▶ Work request 1: Copy word for word the part of the SenSage Loader troubleshooting article below, starting with "Each troubleshooting section" and going on through "completed: 896, 0090097)".
▶ Work request 2: In two sentences, summarize the SenSage Loader troubleshooting article given below.
▶ Work request 3: Write the next part of the SenSage Loader troubleshooting article below, picking up after its final sentence.

▶ Source extract:

■ ■ ■ ■

The SenSage AP collector Loader's speed is degrading. It cannot keep up with the incoming load stream, resulting in a major backlog. Files in the log queue are taking too long to process/load times are very long.
Each troubleshooting section below corresponds to action(s) in the flowchart above. After each step, check whether it resolves the issue. If not, move on to the next step.
Check SLS Logs and Fix iconv Errors
Check the SLS/EDW logs i.e.
<sensage_path>/var/log/sls/sls-<date>.logfor errors. Is there an iconv error?
<RawLineSplitterEp.cpp:202:TF_COMMON:ERROR! (t=1621556304951859) throw CSysErr( CRawLineSplitterEp::convert, iconv, 84 (Invalid or incomplete multibyte or wide character), Lines completed: 896, 0090097)
Iconv errors can prevent the collector and SLS from loading files correctly so they should be fixed using this KB article: Fixing collector not loading some files with an iconv error.
Do manual file loads to identify degraded nodes
Shut down the collector and do some manual file loads and compacts to check which nodes are taking longer. When some nodes in the cluster are degraded, their average load times will be very high compared to the normal nodes. For example, if the load average is less than 10 in all nodes, in the affected nodes it might spike to 25 or even 100. CPU wait time can go up to 2-4%, whereas other nodes have only 0.1% wait time.

■ ■ ■ ■

▶ Given records:
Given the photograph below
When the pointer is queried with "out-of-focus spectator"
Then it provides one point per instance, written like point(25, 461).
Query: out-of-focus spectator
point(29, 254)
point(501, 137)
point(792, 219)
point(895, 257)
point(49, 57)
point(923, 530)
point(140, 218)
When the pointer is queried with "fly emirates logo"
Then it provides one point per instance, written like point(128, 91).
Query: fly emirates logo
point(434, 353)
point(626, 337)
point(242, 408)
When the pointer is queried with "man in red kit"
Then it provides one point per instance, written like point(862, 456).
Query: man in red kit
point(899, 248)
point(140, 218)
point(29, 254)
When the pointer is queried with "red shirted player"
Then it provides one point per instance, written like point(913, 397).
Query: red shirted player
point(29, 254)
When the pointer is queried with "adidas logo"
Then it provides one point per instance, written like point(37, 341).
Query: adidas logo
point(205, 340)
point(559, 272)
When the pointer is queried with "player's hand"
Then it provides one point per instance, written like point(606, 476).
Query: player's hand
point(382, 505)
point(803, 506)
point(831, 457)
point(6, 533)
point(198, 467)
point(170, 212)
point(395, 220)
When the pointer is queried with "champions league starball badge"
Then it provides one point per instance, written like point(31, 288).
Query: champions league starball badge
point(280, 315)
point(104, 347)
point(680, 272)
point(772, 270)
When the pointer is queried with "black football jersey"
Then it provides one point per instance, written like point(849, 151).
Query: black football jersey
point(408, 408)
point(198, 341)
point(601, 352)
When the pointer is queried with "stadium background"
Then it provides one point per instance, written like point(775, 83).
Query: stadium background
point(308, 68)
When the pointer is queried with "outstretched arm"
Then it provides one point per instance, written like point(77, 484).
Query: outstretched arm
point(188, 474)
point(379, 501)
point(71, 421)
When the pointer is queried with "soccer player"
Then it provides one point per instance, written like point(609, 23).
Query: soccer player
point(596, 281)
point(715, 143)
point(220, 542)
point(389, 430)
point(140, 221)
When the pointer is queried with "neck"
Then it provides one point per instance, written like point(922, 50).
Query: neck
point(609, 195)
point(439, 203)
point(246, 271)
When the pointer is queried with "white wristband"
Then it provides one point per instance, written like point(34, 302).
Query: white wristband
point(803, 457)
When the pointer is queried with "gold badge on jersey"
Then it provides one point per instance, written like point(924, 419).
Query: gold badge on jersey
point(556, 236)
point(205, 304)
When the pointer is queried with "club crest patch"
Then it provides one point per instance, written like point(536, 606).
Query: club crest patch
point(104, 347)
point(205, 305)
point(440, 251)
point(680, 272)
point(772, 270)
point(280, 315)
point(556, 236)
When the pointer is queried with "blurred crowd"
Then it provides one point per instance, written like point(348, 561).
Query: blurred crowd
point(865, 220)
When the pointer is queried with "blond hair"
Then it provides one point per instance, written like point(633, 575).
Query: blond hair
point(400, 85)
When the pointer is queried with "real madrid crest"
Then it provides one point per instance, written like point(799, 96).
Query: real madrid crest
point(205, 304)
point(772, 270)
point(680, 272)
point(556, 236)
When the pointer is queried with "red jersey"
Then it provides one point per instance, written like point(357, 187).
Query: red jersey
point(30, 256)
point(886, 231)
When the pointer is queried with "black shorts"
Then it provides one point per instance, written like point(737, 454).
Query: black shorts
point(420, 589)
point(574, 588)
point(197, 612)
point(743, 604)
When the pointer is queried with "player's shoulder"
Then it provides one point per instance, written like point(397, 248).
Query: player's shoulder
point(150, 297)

■ ■ ■ ■

▶ Written response 1:
Each troubleshooting section below corresponds to action(s) in the flowchart above. After each step, check whether it resolves the issue. If not, move on to the next step.
Check SLS Logs and Fix iconv Errors
Check the SLS/EDW logs i.e.
<sensage_path>/var/log/sls/sls-<date>.logfor errors. Is there an iconv error?
<RawLineSplitterEp.cpp:202:TF_COMMON:ERROR! (t=1621556304951859) throw CSysErr( CRawLineSplitterEp::convert, iconv, 84 (Invalid or incomplete multibyte or wide character), Lines completed: 896, 0090097)

▶ Written response 2: The SenSage AP collector Loader has slowed down and cannot keep up with incoming loads, so files in the log queue take too long to load and a backlog builds, and the troubleshooting steps should be tried one at a time until the issue is resolved. The first step is to check the SLS logs for iconv errors, which can stop files from loading and should be fixed with a KB article, and the next is to shut down the collector and run manual file loads and compacts to find degraded nodes, whose load averages and CPU wait times run far higher than those of normal nodes.

▶ Written response 3:
Reboot affected nodes
Stop the collector, the SLS cluster, and with the help of the SA (SysAdmin) team, reboot the affected nodes and see if load performance improves.
Stop external processes
Review the running processes in the affected nodes and stop any processes like antiviruses or other modules that might be affecting performance.
Fix storage/IO performance
If the above troubleshooting steps do not resolve the issue, it is most likely an issue with the storage configuration/ IO performance on the affected nodes. Storage issues are resolved by the Storage/IO team by either correcting the storage configuration or, as a last resort, migrating to new storage, as explained in Loader Speed Degrading Due to IO Performance Issues.